REQUIRED WORK> Reproduce the listing below with each "planogram tally" changed to "inventory count", leaving everything else the same, and omit the pictures.

SUPPLIED INFORMATION>
════
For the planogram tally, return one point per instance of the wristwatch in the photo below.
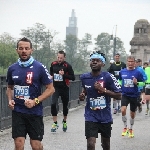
(36, 101)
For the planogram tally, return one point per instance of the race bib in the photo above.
(58, 77)
(128, 83)
(116, 73)
(21, 92)
(98, 103)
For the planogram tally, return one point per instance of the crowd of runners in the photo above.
(126, 83)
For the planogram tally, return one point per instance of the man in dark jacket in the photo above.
(115, 69)
(62, 72)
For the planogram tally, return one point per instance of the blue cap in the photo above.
(98, 56)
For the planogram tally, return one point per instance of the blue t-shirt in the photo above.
(98, 107)
(128, 87)
(28, 82)
(144, 76)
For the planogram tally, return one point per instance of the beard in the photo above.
(96, 70)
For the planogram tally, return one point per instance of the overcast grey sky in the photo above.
(94, 16)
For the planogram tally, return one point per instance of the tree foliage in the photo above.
(8, 53)
(103, 43)
(77, 52)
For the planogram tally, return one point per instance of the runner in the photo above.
(140, 88)
(130, 79)
(115, 69)
(26, 79)
(62, 72)
(99, 87)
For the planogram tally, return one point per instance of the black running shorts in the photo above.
(93, 128)
(132, 100)
(23, 124)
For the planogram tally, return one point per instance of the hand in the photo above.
(29, 103)
(98, 87)
(11, 104)
(61, 72)
(82, 96)
(135, 81)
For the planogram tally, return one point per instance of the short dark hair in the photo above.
(99, 52)
(131, 57)
(24, 39)
(117, 54)
(62, 52)
(145, 63)
(138, 60)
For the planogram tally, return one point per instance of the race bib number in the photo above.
(98, 103)
(128, 83)
(21, 92)
(116, 73)
(58, 77)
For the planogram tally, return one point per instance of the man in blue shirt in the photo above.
(130, 78)
(99, 87)
(25, 79)
(140, 88)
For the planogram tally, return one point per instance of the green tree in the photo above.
(8, 53)
(77, 52)
(103, 44)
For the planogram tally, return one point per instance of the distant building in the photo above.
(140, 43)
(72, 29)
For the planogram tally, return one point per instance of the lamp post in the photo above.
(113, 38)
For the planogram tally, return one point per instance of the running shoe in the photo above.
(119, 109)
(115, 111)
(140, 109)
(54, 127)
(147, 110)
(64, 126)
(125, 131)
(131, 134)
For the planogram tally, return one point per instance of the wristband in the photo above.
(36, 101)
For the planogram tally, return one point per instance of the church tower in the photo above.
(72, 29)
(140, 43)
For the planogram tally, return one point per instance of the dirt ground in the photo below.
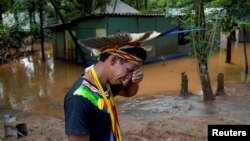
(156, 118)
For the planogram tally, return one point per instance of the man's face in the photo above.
(122, 71)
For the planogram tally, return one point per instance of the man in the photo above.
(89, 107)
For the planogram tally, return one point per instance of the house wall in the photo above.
(59, 44)
(110, 24)
(93, 27)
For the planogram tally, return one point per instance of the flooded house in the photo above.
(121, 18)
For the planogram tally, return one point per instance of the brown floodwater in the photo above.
(29, 84)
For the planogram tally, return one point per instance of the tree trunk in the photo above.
(228, 51)
(1, 14)
(41, 29)
(205, 82)
(202, 51)
(220, 86)
(245, 50)
(184, 85)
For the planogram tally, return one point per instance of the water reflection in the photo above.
(30, 84)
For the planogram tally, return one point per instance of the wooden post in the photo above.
(220, 87)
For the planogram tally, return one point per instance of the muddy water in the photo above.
(31, 85)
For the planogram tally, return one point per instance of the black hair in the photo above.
(136, 51)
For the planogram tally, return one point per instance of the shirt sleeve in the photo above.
(77, 116)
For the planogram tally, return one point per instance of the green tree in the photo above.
(236, 16)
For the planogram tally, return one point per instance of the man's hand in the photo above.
(137, 75)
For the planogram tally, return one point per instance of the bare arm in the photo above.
(78, 138)
(131, 86)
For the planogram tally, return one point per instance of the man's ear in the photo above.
(113, 59)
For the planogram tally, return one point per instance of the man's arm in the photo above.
(78, 138)
(131, 86)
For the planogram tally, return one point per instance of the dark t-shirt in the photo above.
(82, 116)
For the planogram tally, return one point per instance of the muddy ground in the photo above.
(156, 118)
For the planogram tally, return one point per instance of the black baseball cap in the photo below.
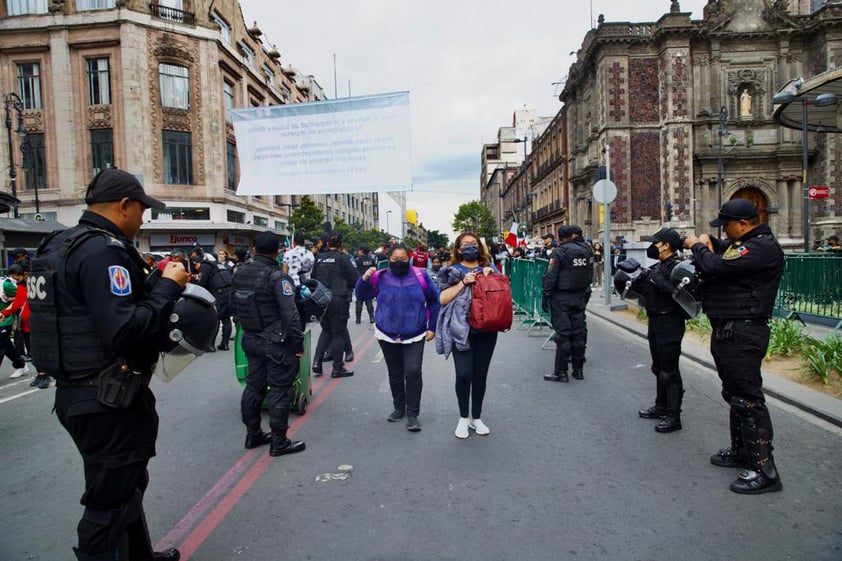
(666, 235)
(267, 243)
(738, 209)
(114, 185)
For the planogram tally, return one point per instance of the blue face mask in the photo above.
(470, 254)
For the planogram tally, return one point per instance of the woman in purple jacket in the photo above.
(405, 318)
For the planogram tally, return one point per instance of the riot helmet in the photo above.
(191, 328)
(687, 293)
(312, 298)
(627, 272)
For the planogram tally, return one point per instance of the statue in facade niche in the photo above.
(745, 103)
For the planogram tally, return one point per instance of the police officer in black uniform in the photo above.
(334, 270)
(97, 328)
(263, 301)
(741, 277)
(217, 281)
(666, 329)
(364, 261)
(567, 289)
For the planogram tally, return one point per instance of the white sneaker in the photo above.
(20, 371)
(478, 426)
(462, 428)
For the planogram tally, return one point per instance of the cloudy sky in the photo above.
(468, 64)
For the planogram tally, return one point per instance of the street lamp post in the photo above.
(821, 100)
(13, 101)
(723, 131)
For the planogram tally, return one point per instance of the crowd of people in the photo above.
(103, 356)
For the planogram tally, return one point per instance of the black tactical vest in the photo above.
(256, 307)
(743, 297)
(65, 342)
(576, 271)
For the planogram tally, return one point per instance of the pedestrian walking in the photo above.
(665, 330)
(364, 261)
(298, 261)
(263, 302)
(472, 350)
(742, 275)
(566, 291)
(407, 312)
(334, 270)
(112, 327)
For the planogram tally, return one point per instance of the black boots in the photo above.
(281, 445)
(761, 475)
(342, 372)
(671, 421)
(257, 438)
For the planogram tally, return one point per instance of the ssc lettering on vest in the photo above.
(39, 289)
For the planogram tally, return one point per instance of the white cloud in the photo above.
(468, 64)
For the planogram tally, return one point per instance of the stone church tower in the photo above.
(675, 98)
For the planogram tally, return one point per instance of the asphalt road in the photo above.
(568, 472)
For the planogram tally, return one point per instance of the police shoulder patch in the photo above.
(120, 281)
(287, 288)
(732, 253)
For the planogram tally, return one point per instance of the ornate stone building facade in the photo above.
(653, 93)
(147, 87)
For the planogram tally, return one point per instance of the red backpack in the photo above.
(491, 303)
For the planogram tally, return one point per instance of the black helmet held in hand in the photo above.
(192, 328)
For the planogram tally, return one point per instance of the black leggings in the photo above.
(472, 371)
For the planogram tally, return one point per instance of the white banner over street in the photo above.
(350, 145)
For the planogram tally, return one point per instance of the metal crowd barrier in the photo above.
(811, 285)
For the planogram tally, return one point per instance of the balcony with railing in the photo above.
(172, 14)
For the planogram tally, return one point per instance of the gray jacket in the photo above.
(453, 327)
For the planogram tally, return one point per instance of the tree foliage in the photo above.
(308, 218)
(437, 239)
(474, 217)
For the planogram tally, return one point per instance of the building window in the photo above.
(181, 213)
(231, 159)
(99, 81)
(102, 150)
(175, 86)
(178, 157)
(236, 217)
(29, 85)
(22, 7)
(248, 53)
(95, 4)
(224, 28)
(270, 76)
(35, 164)
(228, 97)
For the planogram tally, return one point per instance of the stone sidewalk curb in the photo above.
(808, 400)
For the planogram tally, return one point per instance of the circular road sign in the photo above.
(605, 191)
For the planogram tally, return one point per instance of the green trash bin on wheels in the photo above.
(301, 390)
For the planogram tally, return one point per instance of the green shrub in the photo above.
(822, 358)
(786, 337)
(700, 323)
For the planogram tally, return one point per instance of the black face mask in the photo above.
(470, 254)
(399, 268)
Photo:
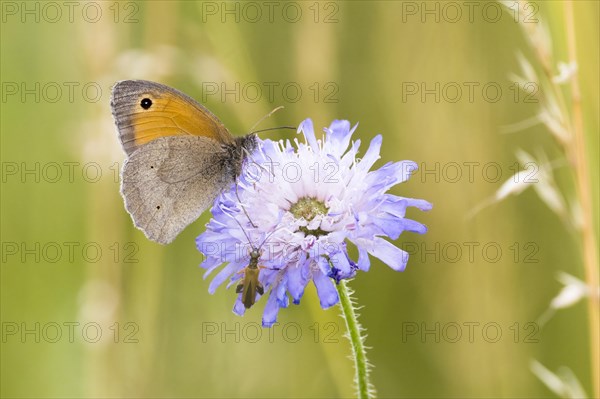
════
RESULT OF THIS EXERCISE>
For the inventory count, return one point per instance of the wristwatch in the photo below.
(36, 101)
For the inventory count, return one point per instance of the race bib in the photo above.
(58, 77)
(128, 83)
(116, 73)
(21, 92)
(98, 103)
For the inventory count, return one point per instance of the crowd of runners in the photo above.
(126, 83)
For the inventory count, return one point per instance of the man in dark jacket in the photo above.
(115, 69)
(62, 72)
For the inventory count, return one point per instance of the blue cap in the photo above.
(98, 56)
For the inventory count, return one point per instance of the blue t-shirt in the photo above.
(98, 107)
(128, 87)
(28, 82)
(144, 76)
For the inventory count, return one point per instance of the beard in the photo above.
(96, 70)
For the inventory count, return one point per instance of the overcast grey sky in the photo above.
(94, 16)
For the inventory count, return one point per instance of the tree foliage in the photo above.
(8, 53)
(103, 43)
(77, 52)
For the inventory count, return one point per instance of the runner in the photo above.
(140, 88)
(130, 79)
(115, 69)
(26, 79)
(62, 72)
(99, 87)
For the inventory count, return one point per instance of the black running shorts in the photo above.
(93, 128)
(132, 100)
(23, 124)
For the inventory count, return one point per instance of the hand in the photo above.
(29, 103)
(98, 87)
(11, 104)
(61, 72)
(82, 96)
(135, 81)
For the inventory count, return one point per instance of the short dark hair in the photo above.
(99, 52)
(131, 57)
(24, 39)
(117, 54)
(62, 52)
(145, 63)
(138, 60)
For the inventory count, return one point per instance of the race bib number in the photo above.
(98, 103)
(128, 83)
(21, 92)
(116, 73)
(58, 77)
For the inventory count, return one point per instance of the man in blue shirt in the photo above.
(130, 78)
(99, 87)
(25, 79)
(140, 88)
For the inventory count, return one point per instance of the green tree in the photo above.
(8, 53)
(77, 52)
(103, 44)
For the inventory count, return one point per instance of the distant building in the photo above.
(140, 43)
(72, 29)
For the inventory count, return one point per instance of the lamp post in the photo above.
(113, 38)
For the inventory count, return one point per instance of the running shoe in the photo above.
(119, 109)
(115, 111)
(140, 109)
(54, 127)
(147, 110)
(64, 126)
(125, 131)
(131, 134)
For the inventory count, return one point per instance of the wristband in the photo above.
(36, 101)
For the inventory count, return one point per instance of the church tower in the photo above.
(72, 29)
(140, 43)
For the inventory count, return one point per instance of the dirt ground in the photo below.
(156, 118)
For the inventory count, return one point per instance of the man's face in the photo above.
(122, 71)
For the inventory count, return one point per instance of the man in the photo above.
(89, 107)
For the inventory count, return one point per instance of the house wall in the photo above.
(59, 44)
(110, 24)
(93, 27)
For the inventory count, return one point per instance of the flooded house in the photo above.
(121, 18)
For the inventory count, return one point per instance of the brown floodwater in the photo above.
(29, 84)
For the inventory count, return one point per instance of the tree trunk in the photo above.
(228, 51)
(1, 14)
(41, 29)
(205, 82)
(202, 51)
(220, 86)
(245, 50)
(184, 85)
For the inventory count, return one point per instance of the water reflection in the photo above.
(30, 84)
For the inventory count, return one point per instance of the wooden post in the photo above.
(220, 87)
For the inventory count, return one point per instance of the muddy water in the photo above.
(31, 85)
For the inventory count, return one point per instance of the black hair in the photo above.
(136, 51)
For the inventory count, return one point per instance of the shirt sleeve in the photo above.
(77, 116)
For the inventory count, return one point per instance of the green tree in the photo above.
(236, 16)
For the inventory count, return one point per instance of the man's hand in the photo above.
(137, 75)
For the inventory count, return one point per instance of the bare arm in the photo above.
(78, 138)
(131, 86)
For the inventory count, return one point per instance of the man's ear in the photo above.
(113, 59)
For the inventory count, return one point per instance of the man's arm in the photo above.
(78, 138)
(131, 86)
For the inventory count, return one point per instance of the dark t-shirt in the photo above.
(82, 116)
For the inventory count, return one point per instance of the muddy ground in the photo above.
(156, 118)
For the inventory count, return one point per instance of the black baseball cap in the photo below.
(666, 235)
(267, 243)
(738, 209)
(114, 185)
For the inventory count, return one point per instance of the blue face mask in the photo above.
(470, 254)
For the inventory count, return one point per instance of the woman in purple jacket in the photo above.
(405, 318)
For the inventory count, return one point per instance of the riot helmet in the photo above.
(191, 328)
(687, 293)
(312, 298)
(627, 272)
For the inventory count, return one point per instance of the statue in facade niche in the photo above.
(745, 103)
For the inventory count, return one point per instance of the police officer in black uniform in the photo above.
(334, 270)
(97, 328)
(263, 301)
(741, 277)
(217, 281)
(666, 329)
(364, 261)
(567, 289)
For the inventory count, return one point per instance of the white sneaker in the photo above.
(20, 371)
(478, 426)
(462, 428)
For the inventory count, return one point per instance of the cloudy sky in the photo above.
(468, 64)
For the inventory count, return one point per instance of the street lamp post in the photo above.
(821, 100)
(13, 101)
(723, 131)
For the inventory count, return one point per instance of the crowd of people in the photo above.
(103, 356)
For the inventory count, return one point per instance of the black tactical vest in the photo above.
(256, 307)
(743, 297)
(65, 342)
(576, 271)
For the inventory count, return one point per instance of the pedestrian walking in the photo above.
(665, 330)
(364, 261)
(298, 261)
(263, 302)
(472, 350)
(742, 275)
(566, 291)
(407, 312)
(334, 270)
(112, 327)
For the inventory count, return one point per instance of the black boots in the photo above.
(281, 445)
(761, 475)
(342, 372)
(671, 421)
(257, 438)
For the inventory count, return one point per instance of the ssc lettering on vest in the photo above.
(39, 289)
For the inventory count, return one point per instance of the white cloud in the photo above.
(468, 64)
For the inventory count, return one point per instance of the stone church tower in the photo above.
(675, 98)
For the inventory count, return one point per instance of the asphalt road in the photo above.
(568, 472)
For the inventory count, return one point per instance of the police shoulder patch in the photo above.
(120, 281)
(287, 288)
(732, 253)
For the inventory count, return one point per instance of the ornate stone building facade in the photo above.
(653, 93)
(147, 87)
For the inventory count, return one point per instance of the red backpack in the photo above.
(491, 303)
For the inventory count, return one point per instance of the black helmet held in hand in the photo above.
(192, 328)
For the inventory count, return one point per instance of the black leggings in the photo above.
(472, 371)
For the inventory count, return one point per instance of the white banner over street in the photo above.
(350, 145)
For the inventory count, return one point per instance of the metal crowd barrier in the photo above.
(811, 285)
For the inventory count, return one point per instance of the balcony with railing in the photo above.
(172, 14)
For the inventory count, return one point per instance of the gray jacket in the photo above.
(453, 327)
For the inventory count, return one point per instance of the tree foliage in the photo above.
(308, 218)
(437, 239)
(474, 217)
For the inventory count, return one point per instance of the building window in the photo above.
(181, 213)
(231, 159)
(99, 81)
(102, 150)
(175, 86)
(178, 157)
(236, 217)
(29, 85)
(22, 7)
(248, 53)
(95, 4)
(224, 28)
(270, 76)
(35, 164)
(228, 97)
For the inventory count, return one point per instance of the stone sidewalk curb in the photo above.
(808, 400)
For the inventory count, return one point per instance of the circular road sign in the photo above.
(605, 191)
For the inventory count, return one point per instance of the green trash bin on wheels in the photo above.
(301, 390)
For the inventory count, return one point per instance of the green shrub in the photo above.
(822, 358)
(786, 337)
(700, 323)
For the inventory count, return one point per instance of the black face mask in the photo above.
(470, 254)
(399, 268)
Photo:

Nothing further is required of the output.